**Direction:** From the entries below, output everything from the line containing "of the passing" down to the line containing "(1035, 325)", both lines included, as a numbered list with blank lines omitted. Give only those lines.

Annotation data for object locations
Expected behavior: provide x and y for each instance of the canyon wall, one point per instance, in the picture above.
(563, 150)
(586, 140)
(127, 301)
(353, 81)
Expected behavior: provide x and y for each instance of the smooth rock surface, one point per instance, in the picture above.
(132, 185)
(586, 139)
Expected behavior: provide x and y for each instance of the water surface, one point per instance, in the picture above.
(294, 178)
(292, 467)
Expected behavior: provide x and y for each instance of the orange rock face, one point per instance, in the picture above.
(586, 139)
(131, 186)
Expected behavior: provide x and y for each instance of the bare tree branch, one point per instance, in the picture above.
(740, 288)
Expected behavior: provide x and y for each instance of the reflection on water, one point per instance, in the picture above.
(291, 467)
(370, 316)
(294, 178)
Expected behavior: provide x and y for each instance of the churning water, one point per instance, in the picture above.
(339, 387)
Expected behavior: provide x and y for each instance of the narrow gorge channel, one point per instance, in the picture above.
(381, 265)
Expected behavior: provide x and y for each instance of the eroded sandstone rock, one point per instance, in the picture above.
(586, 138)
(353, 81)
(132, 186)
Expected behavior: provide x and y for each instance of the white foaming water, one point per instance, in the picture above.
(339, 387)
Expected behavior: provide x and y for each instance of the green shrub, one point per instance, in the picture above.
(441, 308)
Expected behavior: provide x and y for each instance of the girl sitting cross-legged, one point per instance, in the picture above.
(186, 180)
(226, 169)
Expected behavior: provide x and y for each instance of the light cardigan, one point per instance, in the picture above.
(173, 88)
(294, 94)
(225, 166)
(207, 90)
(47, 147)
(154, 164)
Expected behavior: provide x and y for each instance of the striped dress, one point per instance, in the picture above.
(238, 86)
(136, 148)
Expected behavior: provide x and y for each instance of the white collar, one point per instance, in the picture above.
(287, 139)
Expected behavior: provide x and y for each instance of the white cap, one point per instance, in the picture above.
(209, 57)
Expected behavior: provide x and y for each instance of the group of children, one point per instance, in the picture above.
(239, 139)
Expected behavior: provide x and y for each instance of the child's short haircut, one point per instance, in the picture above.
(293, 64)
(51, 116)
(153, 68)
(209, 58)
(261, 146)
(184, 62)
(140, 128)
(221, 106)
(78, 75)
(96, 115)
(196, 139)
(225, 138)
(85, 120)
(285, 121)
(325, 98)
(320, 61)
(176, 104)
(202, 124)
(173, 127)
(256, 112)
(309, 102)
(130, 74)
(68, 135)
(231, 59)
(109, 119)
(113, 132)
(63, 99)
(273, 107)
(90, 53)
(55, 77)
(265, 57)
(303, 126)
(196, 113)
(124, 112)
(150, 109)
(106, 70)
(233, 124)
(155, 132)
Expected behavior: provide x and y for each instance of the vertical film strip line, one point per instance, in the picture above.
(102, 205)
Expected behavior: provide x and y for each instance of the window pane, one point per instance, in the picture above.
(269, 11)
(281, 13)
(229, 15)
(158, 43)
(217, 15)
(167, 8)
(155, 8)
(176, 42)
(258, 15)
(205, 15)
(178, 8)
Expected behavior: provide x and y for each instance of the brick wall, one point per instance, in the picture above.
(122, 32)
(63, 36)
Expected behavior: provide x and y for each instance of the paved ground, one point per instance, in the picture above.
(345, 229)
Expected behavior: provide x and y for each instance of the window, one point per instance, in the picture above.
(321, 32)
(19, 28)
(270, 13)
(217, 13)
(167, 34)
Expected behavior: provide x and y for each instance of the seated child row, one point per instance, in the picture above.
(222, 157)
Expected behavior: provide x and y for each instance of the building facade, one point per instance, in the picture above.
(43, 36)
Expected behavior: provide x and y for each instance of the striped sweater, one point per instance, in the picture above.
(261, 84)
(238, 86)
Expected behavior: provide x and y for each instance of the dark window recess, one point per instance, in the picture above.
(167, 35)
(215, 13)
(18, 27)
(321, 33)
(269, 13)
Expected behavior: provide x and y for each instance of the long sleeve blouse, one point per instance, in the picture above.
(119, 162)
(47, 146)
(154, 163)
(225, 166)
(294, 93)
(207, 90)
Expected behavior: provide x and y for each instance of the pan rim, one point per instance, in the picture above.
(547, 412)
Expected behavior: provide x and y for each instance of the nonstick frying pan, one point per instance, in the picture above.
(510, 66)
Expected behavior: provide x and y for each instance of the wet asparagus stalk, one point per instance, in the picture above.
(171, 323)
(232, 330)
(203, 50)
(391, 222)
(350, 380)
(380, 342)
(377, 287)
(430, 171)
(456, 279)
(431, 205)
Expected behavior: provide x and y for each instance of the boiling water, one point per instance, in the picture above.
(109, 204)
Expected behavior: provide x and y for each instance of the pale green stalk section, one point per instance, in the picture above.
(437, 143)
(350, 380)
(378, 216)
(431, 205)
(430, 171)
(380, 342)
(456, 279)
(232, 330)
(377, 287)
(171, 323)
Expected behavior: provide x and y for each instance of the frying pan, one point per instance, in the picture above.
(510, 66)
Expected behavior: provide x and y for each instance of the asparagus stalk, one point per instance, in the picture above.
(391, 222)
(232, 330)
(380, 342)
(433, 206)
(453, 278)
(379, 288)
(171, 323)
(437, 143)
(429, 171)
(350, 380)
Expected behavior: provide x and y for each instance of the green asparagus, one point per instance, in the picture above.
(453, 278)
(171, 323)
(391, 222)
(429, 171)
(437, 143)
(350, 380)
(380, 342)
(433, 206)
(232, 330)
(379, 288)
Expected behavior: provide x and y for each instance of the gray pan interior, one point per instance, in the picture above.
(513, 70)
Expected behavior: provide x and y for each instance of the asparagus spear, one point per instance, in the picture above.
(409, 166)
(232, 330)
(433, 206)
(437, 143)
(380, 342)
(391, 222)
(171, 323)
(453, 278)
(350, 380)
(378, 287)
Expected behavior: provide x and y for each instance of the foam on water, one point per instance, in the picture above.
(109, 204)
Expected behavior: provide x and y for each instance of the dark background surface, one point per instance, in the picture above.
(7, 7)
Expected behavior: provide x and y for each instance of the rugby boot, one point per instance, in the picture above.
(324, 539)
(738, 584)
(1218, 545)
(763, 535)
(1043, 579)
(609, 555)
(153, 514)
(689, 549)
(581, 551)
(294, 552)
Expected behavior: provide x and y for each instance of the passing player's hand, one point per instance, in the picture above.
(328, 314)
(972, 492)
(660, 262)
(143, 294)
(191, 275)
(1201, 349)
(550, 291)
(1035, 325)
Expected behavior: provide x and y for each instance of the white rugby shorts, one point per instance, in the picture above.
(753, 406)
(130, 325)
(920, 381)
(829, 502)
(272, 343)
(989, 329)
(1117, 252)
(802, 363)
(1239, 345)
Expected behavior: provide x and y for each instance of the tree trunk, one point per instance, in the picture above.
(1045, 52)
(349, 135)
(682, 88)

**Task answer:**
1. Expected behavior: provide x and y for each instance of the passing player's hand, one point per instance, in the picture above.
2. (328, 314)
3. (972, 492)
4. (660, 262)
5. (143, 294)
6. (191, 275)
7. (1201, 349)
8. (550, 291)
9. (1035, 325)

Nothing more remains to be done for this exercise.